The truth about 'sing it, girl'
Welcome to The truth about everything* – where manners and good taste fear to tread. Let’s go back to the very last time there was anything good on TV. The peak of democracy, pop music, and Saturday night television – 13 December 2008.
We hear a lot these days about supposed cultural resets – events of the past reappraised by hindsight’s gimlet stare, and importance belatedly attached to something that may, at the time, have seemed insignificant. The word ‘iconic’ is, much to the chagrin of Susie Dent from Countdown’s Dictionary Corner and countless children who spent hours glued to a thesaurus instead of making friends, now liberally used to mean anything from a new flavour of Monster Munch launching to a reality show star throwing wine over someone in a charmless LA brasserie. But no matter, language evolves, tastes change, and appreciation swells and wanes. One thing we can all agree on, however – and please delete me from your lives if you don’t – is that Saturday 13 December 2008 was a moment for the ages.
13 December 2008. Taylor Swift’s 19th birthday, yes, but something much more seismic was happening. It was the grand final of the live shows of the fifth series of reality talent show juggernaut The X Factor. The best series. The gold standard. The Big Brother 5 of its day. It was, largely, a wholesome feelgood series, although it had been rocked by an early ‘scandal’, a hatchet job on one of the show’s most promising and talented contestants, Rachel Hylton, whose unfortunate past had been raked up by tabloids tasting blood. Series five was packed with eliminated contestants who could, quite easily, have won other years, the women especially strong – Rachel, Laura White, Diana Vickers, Ruth Lorenzo – and the final felt groundbreaking. Once former favourite Irish boy Eoghan Quigg was dispatched into third place after singing three of his four songs, the remaining finalists were young Black Londoners: four-piece boyband JLS and another 19-year-old, Miss Alexandra Burke.
Throughout, the contest seemed so wide open in a way it hadn’t before – and indeed never was again. The uncertainty was thrilling, a result of an overload of talent rather than previous series where either one frontrunner had bided their time until everyone else bowed to the inevitable or, on the other two occasions, a lack of captivating contestants had produced an underwhelming victory. In this final, it could genuinely have gone either way. While JLS had narrowly performed better with the voting public in live heats week-on-week, both they and Alexandra had finished in first place only once – JLS in the semifinal, and Alexandra a week earlier. Before then, Eoghan Quigg had dominated, ceding only one week to Diana Vickers, who’d missed the previous heat due to illness and saw her plucky return rewarded – back in the day when it was cool to sing Coldplay in a talent show. To find JLS and Alexandra in the final not only bucked convention, it felt charged with hope – the underdogs were primed for victory. Reality TV contestants were always saying ‘It means everything’, but this time, it felt real. This just wasn’t how Saturday night TV looked, even as recently as the 00s.

Supplied information —

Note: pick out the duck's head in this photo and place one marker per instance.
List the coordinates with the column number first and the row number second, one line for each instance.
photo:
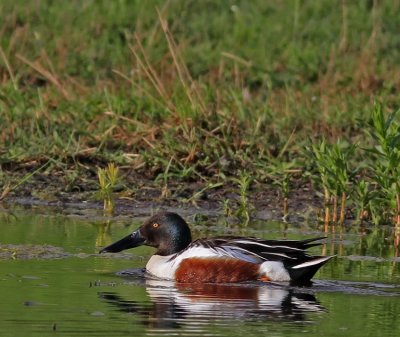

What is asked — Please give everything from "The truth about 'sing" down to "television – 13 December 2008." in the X Factor article again, and switch "pop music" to "dance music".

Response below —
The truth about 'sing it, girl'
Welcome to The truth about everything* – where manners and good taste fear to tread. Let’s go back to the very last time there was anything good on TV. The peak of democracy, dance music, and Saturday night television – 13 December 2008.